Problem A.
Render everything from the record line containing "Pick out the lamp" down to the last line of the records as a JSON list of strings, one string per line, with blank lines omitted.

Reading text.
To be exact, each cell can be accessed 5 times at most: 4 times from the top, bottom, left and right and one time from the outermost double for loop. 4 of these 5 visits will be look-ups except for the first one. So the running time should be lowercase o(5mn), which is of course O(mn).

Code:

public static final int[][] dirs = {{0, 1}, {1, 0}, {0, -1}, {-1, 0}};

public int longestIncreasingPath(int[][] matrix) {
    if(matrix.length == 0) return 0;
    int m = matrix.length, n = matrix[0].length;
    int[][] cache = new int[m][n];
    int max = 1;
    for(int i = 0; i < m; i++) {
        for(int j = 0; j < n; j++) {
            int len = dfs(matrix, i, j, m, n, cache);
            max = Math.max(max, len);
        }
    }   
    return max;
}

public int dfs(int[][] matrix, int i, int j, int m, int n, int[][] cache) {
    if(cache[i][j] != 0) return cache[i][j];
    int max = 1;
    for(int[] dir: dirs) {
        int x = i + dir[0], y = j + dir[1];
        if(x < 0 || x >= m || y < 0 || y >= n || matrix[x][y] <= matrix[i][j]) continue;
        int len = 1 + dfs(matrix, x, y, m, n, cache);
        max = Math.max(max, len);
    }
    cache[i][j] = max;
    return max;
}

普通DFS:(会超时)

Given records.
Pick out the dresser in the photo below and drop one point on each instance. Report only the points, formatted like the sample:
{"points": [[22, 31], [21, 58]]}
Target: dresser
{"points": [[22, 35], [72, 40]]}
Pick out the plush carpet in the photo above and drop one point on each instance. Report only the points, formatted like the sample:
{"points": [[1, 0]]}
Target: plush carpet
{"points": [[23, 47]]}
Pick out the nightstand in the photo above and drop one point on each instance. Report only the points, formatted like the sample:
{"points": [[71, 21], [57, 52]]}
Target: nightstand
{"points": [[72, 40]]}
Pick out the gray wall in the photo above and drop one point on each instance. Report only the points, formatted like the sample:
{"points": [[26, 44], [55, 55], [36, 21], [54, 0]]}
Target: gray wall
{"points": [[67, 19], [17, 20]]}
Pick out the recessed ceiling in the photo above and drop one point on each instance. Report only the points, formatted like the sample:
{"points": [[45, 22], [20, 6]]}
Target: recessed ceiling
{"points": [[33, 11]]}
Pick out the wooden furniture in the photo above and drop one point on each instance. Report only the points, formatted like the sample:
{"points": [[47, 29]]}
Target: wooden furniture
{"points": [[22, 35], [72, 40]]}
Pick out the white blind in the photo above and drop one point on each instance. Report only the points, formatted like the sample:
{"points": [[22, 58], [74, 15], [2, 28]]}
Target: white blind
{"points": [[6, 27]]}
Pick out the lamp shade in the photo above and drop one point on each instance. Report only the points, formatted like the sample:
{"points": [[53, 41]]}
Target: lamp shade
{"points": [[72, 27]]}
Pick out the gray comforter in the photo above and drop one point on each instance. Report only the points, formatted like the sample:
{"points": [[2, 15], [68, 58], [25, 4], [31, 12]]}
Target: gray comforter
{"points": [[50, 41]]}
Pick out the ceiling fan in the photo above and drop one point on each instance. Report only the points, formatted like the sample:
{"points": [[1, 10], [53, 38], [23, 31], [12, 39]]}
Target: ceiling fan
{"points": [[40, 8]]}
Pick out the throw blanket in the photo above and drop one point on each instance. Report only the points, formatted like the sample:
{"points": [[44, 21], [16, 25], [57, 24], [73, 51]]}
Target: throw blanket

Problem B.
In the passage on the longest increasing path code, rewrite everything from "To be exact, each" down to "of course O(mn).", replacing "look-ups" with "cache hits".

Expected answer A.
[
  "Pick out the lamp shade in the photo above and drop one point on each instance. Report only the points, formatted like the sample:",
  "{\"points\": [[53, 41]]}",
  "Target: lamp shade",
  "{\"points\": [[72, 27]]}",
  "Pick out the gray comforter in the photo above and drop one point on each instance. Report only the points, formatted like the sample:",
  "{\"points\": [[2, 15], [68, 58], [25, 4], [31, 12]]}",
  "Target: gray comforter",
  "{\"points\": [[50, 41]]}",
  "Pick out the ceiling fan in the photo above and drop one point on each instance. Report only the points, formatted like the sample:",
  "{\"points\": [[1, 10], [53, 38], [23, 31], [12, 39]]}",
  "Target: ceiling fan",
  "{\"points\": [[40, 8]]}",
  "Pick out the throw blanket in the photo above and drop one point on each instance. Report only the points, formatted like the sample:",
  "{\"points\": [[44, 21], [16, 25], [57, 24], [73, 51]]}",
  "Target: throw blanket"
]

Expected answer B.
To be exact, each cell can be accessed 5 times at most: 4 times from the top, bottom, left and right and one time from the outermost double for loop. 4 of these 5 visits will be cache hits except for the first one. So the running time should be lowercase o(5mn), which is of course O(mn).